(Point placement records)

####################

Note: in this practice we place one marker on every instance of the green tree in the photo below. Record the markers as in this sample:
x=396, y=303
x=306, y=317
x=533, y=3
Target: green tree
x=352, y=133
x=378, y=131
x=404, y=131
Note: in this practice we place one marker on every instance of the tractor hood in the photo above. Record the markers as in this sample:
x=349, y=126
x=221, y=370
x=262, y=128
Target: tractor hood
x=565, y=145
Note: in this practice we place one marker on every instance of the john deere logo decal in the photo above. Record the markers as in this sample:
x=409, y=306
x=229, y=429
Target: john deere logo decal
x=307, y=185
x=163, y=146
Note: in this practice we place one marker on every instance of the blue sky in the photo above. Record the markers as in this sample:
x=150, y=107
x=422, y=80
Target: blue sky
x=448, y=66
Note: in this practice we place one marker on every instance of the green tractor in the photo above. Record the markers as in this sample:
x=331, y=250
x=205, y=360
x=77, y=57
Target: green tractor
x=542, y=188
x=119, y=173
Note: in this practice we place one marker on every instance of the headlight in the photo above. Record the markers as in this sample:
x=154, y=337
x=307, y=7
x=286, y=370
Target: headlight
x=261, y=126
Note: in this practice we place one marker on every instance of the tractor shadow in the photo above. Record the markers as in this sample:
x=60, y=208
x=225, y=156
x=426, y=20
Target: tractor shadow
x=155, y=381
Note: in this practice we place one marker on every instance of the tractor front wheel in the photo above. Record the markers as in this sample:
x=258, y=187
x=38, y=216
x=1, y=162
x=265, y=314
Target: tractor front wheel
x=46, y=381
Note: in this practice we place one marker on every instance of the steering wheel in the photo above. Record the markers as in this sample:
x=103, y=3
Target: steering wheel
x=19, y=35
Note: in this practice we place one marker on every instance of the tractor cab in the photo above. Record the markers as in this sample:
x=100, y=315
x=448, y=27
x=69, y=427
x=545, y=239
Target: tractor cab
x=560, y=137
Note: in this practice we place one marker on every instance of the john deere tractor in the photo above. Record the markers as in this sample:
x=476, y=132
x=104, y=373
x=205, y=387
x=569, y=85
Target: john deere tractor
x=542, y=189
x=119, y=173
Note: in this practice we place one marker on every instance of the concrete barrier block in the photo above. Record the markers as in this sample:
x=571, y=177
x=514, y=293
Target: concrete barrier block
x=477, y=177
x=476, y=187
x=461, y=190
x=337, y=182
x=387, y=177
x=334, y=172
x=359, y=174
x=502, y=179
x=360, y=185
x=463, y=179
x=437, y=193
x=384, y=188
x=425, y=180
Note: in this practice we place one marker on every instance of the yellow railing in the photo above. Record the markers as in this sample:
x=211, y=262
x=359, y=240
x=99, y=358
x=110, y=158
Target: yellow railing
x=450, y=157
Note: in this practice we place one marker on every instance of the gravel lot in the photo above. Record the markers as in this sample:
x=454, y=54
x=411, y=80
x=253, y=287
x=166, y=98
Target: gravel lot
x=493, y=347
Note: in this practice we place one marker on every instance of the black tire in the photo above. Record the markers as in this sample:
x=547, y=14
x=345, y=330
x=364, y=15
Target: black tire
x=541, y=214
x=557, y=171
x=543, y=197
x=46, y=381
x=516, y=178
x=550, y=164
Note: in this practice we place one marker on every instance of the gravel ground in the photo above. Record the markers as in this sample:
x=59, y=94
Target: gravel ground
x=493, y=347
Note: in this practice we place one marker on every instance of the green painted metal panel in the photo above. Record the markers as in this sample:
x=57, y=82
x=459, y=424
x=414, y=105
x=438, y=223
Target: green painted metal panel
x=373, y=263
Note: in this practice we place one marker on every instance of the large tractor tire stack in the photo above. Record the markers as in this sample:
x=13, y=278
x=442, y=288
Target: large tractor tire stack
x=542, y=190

####################

**DO THIS**
Transcribe each record exactly. Leave nothing out.

**FINISHED ANSWER**
Note: in this practice we place one marker on every instance of the green tree in the photo below. Record the markers as in this sample:
x=396, y=303
x=306, y=317
x=533, y=3
Target: green tree
x=352, y=133
x=378, y=131
x=404, y=131
Note: in this practice we place one marker on every instance of the tractor hood in the photo above. Record the markers as in this sample:
x=349, y=126
x=221, y=370
x=262, y=128
Target: tractor hood
x=565, y=145
Note: in this practice we place one marker on every instance of the john deere logo decal in the photo above. Record the markers as in this sample:
x=409, y=306
x=229, y=429
Target: john deere logo decal
x=307, y=185
x=163, y=146
Note: in this practice we place one marker on every instance of the blue sky in the photo above. Record the markers as in this sample:
x=150, y=107
x=422, y=80
Target: blue sky
x=448, y=66
Note: in this practice we place one marker on every instance of the green tractor in the photo above. Record the markers as in this sample:
x=331, y=250
x=205, y=360
x=77, y=57
Target: green tractor
x=542, y=188
x=119, y=173
Note: in this practice we place one marker on every instance of the headlight in the photo above. Record the markers as in this sample:
x=154, y=337
x=307, y=7
x=286, y=370
Target: headlight
x=261, y=126
Note: in this practice we place one marker on every instance of the tractor shadow in the photo above. Record the markers as in this sample:
x=60, y=208
x=225, y=156
x=426, y=20
Target: tractor shadow
x=155, y=381
Note: in this practice we place one marker on every instance of the tractor front wheel in the photo above. Record the markers as in this sample:
x=258, y=187
x=38, y=216
x=1, y=162
x=265, y=314
Target: tractor front wheel
x=46, y=381
Note: in this practice we place one marker on every instance of the steering wheel in the photo above. Record the markers as in this sample:
x=103, y=3
Target: steering wheel
x=19, y=35
Note: in this practice we place one marker on every instance of the tractor cab in the photo above. Record the markers as in this sample:
x=100, y=315
x=448, y=27
x=69, y=427
x=545, y=239
Target: tractor cab
x=560, y=137
Note: in this practice we place one marker on every instance of the john deere tractor in the photo above. Record the markers as in this sample:
x=476, y=132
x=104, y=373
x=205, y=387
x=569, y=85
Target: john deere tractor
x=542, y=189
x=119, y=173
Note: in this practice we place one marker on every instance of the concrete barrier block in the photo above. Record the markers as in this sample:
x=571, y=177
x=514, y=293
Target: concrete barrier block
x=477, y=177
x=476, y=187
x=461, y=190
x=337, y=182
x=387, y=177
x=334, y=172
x=359, y=174
x=502, y=179
x=360, y=185
x=463, y=179
x=437, y=193
x=384, y=188
x=425, y=180
Note: in this practice we place one marker on every instance of the yellow railing in the photo above. Record the markers as in this sample:
x=211, y=262
x=359, y=240
x=99, y=358
x=110, y=158
Target: yellow railing
x=450, y=157
Note: in this practice we place one marker on every instance of the gravel lot in the photo above. Record the markers as in this sample:
x=454, y=54
x=411, y=80
x=253, y=287
x=166, y=98
Target: gravel lot
x=493, y=347
Note: in this practice we place one marker on every instance of the black tire in the photo above. Record the markers as in this sample:
x=547, y=14
x=345, y=330
x=364, y=15
Target: black tire
x=541, y=214
x=557, y=171
x=543, y=197
x=46, y=381
x=516, y=178
x=550, y=164
Note: in this practice we place one marker on every instance of the gravel ground in the photo above. Record the markers as in this sample:
x=59, y=94
Target: gravel ground
x=493, y=347
Note: in this practice we place one marker on every instance of the green painted metal panel in the photo above. Record the markers as in this sample:
x=57, y=82
x=459, y=424
x=414, y=105
x=438, y=223
Target: green painted metal panel
x=373, y=263
Note: in this practice we place one marker on every instance of the large tractor tire stack in the photo above. Record the markers as in this sample:
x=13, y=278
x=442, y=288
Target: large tractor tire stack
x=542, y=190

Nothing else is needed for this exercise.